Object location annotation data:
_ _ _ _ _

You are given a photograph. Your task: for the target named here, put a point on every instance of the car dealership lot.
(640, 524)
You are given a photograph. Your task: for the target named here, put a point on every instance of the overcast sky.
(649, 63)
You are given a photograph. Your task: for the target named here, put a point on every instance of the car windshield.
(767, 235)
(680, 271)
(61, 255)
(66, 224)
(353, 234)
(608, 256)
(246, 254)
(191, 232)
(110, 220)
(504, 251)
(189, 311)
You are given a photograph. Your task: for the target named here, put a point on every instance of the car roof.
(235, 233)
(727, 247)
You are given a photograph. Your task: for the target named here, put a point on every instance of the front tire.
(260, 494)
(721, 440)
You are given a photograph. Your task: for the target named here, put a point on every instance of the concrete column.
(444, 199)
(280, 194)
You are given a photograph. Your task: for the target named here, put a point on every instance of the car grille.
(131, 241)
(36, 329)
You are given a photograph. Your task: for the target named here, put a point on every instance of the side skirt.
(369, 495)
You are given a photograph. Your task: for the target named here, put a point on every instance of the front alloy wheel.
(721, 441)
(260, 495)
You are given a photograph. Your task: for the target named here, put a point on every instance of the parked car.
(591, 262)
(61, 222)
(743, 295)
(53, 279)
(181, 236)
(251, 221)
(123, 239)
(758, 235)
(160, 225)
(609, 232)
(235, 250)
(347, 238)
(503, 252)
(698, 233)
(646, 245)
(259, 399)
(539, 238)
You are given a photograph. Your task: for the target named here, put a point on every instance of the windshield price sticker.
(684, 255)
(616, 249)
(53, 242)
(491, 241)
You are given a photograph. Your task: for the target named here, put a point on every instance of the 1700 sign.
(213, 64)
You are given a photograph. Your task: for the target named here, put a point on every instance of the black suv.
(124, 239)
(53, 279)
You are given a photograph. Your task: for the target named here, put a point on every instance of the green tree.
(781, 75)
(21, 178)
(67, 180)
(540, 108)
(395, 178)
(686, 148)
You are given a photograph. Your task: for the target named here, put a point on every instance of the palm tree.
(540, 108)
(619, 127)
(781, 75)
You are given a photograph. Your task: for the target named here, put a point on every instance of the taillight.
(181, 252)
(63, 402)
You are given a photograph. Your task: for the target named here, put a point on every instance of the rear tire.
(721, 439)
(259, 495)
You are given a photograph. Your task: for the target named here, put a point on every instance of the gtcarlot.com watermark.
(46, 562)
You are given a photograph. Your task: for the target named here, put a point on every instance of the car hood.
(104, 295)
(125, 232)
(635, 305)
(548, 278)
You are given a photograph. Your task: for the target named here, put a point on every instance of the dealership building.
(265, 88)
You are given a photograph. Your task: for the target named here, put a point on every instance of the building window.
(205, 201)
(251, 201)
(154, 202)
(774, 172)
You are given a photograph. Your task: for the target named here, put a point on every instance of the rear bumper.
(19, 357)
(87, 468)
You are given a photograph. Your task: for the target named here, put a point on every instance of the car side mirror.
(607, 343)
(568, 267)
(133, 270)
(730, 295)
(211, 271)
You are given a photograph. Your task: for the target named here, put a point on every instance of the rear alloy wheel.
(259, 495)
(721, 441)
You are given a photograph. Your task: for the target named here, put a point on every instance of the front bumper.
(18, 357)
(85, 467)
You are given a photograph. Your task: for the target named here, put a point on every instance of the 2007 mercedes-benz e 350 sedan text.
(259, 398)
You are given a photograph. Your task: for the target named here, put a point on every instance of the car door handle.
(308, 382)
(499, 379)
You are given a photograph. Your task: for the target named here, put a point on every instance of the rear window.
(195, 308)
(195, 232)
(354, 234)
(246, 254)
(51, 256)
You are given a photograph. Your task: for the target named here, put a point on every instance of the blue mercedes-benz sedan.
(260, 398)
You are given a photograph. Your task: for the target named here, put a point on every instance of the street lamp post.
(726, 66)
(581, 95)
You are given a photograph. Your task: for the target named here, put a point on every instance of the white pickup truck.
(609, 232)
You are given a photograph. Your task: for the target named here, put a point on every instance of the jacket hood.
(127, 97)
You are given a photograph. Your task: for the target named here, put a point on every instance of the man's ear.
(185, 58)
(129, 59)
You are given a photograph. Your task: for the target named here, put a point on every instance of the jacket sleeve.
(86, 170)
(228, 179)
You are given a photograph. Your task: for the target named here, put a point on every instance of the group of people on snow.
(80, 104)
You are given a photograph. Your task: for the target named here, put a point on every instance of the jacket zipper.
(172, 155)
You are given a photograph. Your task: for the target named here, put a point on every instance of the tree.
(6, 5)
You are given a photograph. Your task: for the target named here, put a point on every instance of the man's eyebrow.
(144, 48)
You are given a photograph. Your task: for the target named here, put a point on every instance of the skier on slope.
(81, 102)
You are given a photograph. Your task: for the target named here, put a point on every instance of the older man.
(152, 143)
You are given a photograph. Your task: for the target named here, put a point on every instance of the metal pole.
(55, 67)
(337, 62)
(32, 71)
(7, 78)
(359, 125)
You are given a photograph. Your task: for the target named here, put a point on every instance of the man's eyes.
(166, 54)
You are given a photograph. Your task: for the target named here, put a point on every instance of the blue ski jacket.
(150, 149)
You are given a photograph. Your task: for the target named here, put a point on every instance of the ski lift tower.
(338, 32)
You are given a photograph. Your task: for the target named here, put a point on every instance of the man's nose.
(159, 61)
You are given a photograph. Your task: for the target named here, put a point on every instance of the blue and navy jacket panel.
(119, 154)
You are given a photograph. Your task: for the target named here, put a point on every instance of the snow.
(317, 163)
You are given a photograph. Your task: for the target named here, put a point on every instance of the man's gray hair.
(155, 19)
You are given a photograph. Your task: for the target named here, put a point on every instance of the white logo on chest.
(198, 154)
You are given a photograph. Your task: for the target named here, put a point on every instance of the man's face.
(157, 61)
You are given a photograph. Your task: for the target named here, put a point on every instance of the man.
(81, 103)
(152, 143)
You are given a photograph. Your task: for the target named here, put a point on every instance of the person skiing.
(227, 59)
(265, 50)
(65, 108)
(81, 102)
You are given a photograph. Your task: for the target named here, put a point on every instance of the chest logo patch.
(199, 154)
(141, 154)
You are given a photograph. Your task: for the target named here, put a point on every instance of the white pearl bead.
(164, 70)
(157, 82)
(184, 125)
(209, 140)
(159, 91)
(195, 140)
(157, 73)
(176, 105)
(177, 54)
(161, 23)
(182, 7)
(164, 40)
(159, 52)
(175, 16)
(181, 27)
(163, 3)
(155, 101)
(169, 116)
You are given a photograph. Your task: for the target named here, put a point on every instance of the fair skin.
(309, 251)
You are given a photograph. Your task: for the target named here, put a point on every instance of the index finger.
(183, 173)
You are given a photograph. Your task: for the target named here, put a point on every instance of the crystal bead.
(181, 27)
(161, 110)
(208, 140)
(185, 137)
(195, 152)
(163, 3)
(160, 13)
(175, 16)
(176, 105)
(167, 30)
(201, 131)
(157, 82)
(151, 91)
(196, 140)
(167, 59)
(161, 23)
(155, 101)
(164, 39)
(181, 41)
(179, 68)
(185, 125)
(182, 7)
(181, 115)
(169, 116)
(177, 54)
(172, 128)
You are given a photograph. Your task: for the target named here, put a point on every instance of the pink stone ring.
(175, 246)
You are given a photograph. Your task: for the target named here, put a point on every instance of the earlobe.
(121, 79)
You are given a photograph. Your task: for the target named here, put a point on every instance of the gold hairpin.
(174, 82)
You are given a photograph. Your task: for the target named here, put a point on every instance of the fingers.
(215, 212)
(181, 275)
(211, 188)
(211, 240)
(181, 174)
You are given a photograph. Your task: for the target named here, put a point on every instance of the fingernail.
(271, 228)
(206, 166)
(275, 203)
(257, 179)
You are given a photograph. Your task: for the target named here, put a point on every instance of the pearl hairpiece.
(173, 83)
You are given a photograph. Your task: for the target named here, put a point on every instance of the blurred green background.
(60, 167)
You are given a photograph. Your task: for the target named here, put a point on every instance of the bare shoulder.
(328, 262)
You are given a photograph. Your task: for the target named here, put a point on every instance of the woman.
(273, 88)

_ _ _ _ _

What is needed: Quote, without alteration, the final stretch of the entries: the line with "the index finger." onward to the last line.

The reply:
You are given a photograph. Your task: for the target named here, put a point on every instance of the index finger.
(183, 173)
You are given a photograph. Your task: for the target named here, put a point on every instance of the crystal bead.
(181, 27)
(161, 110)
(208, 140)
(185, 137)
(195, 152)
(163, 3)
(160, 13)
(175, 16)
(176, 105)
(167, 30)
(201, 131)
(157, 82)
(151, 91)
(196, 140)
(167, 59)
(161, 23)
(155, 101)
(164, 39)
(181, 41)
(179, 68)
(185, 125)
(182, 7)
(181, 115)
(169, 116)
(177, 54)
(172, 128)
You are given a photograph. Your task: for the target named here, put a point on every instance of the pink stone ring.
(175, 246)
You are given a photograph. Your task: for the target named here, put a point on every instance of the earlobe.
(121, 79)
You are given a photograph. Your task: for the target named here, put a point on every instance of the gold hairpin.
(174, 82)
You are given a photograph. Your task: for the target named here, put a point on every instance of the fingers.
(215, 212)
(181, 275)
(211, 188)
(211, 240)
(181, 174)
You are given a photograph. Your task: for the target named here, put a point on every instance of the fingernail.
(271, 228)
(206, 166)
(275, 203)
(257, 179)
You are given a photograph. Your task: for the target named here, put a point on every instance of the pearl hairpiece.
(173, 83)
You are given a photograph. Your task: for the target named here, put a point on every instance of the blurred green background.
(60, 167)
You are given a photograph. Your task: for the target named here, put a point on every instance of the bare shoulder.
(328, 262)
You are given a photograph. Your task: for the target named here, put a point on every instance of the woman.
(273, 88)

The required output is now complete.